Point annotation records:
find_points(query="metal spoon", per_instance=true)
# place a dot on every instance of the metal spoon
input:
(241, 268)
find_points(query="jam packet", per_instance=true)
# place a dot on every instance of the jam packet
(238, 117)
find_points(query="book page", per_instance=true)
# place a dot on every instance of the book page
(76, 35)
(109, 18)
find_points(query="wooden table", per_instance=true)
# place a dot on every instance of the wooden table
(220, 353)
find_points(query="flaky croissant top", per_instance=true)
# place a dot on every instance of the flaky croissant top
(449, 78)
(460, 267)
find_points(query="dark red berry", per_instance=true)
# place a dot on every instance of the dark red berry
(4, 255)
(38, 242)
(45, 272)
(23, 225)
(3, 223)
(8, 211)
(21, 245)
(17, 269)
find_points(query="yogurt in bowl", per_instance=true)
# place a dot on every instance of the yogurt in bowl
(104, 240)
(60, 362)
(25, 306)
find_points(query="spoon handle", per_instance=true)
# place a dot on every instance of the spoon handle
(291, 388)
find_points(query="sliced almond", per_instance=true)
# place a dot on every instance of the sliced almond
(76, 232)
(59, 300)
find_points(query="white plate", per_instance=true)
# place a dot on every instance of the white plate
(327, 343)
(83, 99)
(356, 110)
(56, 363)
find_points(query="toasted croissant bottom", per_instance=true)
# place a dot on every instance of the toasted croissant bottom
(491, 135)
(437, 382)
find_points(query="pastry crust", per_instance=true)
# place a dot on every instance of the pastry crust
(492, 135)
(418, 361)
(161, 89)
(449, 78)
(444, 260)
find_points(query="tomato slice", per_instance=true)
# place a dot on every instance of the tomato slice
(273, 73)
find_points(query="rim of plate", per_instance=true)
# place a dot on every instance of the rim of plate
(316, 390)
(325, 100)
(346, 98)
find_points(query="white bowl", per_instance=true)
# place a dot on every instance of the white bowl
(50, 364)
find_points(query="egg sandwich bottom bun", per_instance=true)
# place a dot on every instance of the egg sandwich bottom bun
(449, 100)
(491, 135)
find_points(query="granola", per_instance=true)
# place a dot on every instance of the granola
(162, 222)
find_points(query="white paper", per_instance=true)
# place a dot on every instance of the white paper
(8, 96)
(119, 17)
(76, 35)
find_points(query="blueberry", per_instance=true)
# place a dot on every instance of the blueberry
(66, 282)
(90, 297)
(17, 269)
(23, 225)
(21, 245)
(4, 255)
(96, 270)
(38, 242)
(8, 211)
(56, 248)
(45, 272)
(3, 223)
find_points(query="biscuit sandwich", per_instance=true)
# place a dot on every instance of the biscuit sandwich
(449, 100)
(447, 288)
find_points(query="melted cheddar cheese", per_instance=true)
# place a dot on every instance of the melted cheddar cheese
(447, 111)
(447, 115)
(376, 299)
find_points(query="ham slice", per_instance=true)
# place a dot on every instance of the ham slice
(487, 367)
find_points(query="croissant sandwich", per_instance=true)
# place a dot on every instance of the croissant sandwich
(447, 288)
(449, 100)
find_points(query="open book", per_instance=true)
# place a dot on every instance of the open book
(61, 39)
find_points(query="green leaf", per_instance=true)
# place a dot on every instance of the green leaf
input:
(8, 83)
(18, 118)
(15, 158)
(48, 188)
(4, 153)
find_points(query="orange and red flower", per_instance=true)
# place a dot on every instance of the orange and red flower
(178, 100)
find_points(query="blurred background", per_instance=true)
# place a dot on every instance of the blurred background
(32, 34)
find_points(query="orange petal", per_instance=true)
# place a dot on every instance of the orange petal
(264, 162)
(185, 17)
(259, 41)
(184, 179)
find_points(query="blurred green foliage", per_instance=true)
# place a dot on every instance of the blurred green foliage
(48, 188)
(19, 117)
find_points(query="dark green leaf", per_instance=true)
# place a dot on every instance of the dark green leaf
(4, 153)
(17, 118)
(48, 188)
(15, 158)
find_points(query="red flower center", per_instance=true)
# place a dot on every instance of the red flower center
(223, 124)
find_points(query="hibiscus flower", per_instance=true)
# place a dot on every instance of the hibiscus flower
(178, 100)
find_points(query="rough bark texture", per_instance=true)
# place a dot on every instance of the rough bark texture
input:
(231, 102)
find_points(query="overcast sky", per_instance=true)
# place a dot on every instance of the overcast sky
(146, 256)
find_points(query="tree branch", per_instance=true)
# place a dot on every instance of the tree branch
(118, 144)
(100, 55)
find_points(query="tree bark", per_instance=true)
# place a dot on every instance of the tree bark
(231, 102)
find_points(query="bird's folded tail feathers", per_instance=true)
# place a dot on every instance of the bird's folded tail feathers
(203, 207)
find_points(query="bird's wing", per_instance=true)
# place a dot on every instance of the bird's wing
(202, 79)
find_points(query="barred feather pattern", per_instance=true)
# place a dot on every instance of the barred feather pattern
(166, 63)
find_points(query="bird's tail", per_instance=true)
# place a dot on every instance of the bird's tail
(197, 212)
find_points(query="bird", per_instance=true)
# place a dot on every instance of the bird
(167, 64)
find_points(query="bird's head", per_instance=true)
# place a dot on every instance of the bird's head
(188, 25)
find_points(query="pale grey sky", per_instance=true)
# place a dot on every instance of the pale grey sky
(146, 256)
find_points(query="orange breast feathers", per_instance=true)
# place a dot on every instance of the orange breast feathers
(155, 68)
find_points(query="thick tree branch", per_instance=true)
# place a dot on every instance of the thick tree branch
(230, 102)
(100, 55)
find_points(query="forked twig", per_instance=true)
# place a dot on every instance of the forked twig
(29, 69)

■ TASK TO COMPLETE: Report every line of the entries above that contains the string "cheese", copying each such line in full.

■ PROBLEM SOLUTION:
find_points(query="melted cheddar cheese", per_instance=true)
# place a dot on every instance of the melted cheddar cheese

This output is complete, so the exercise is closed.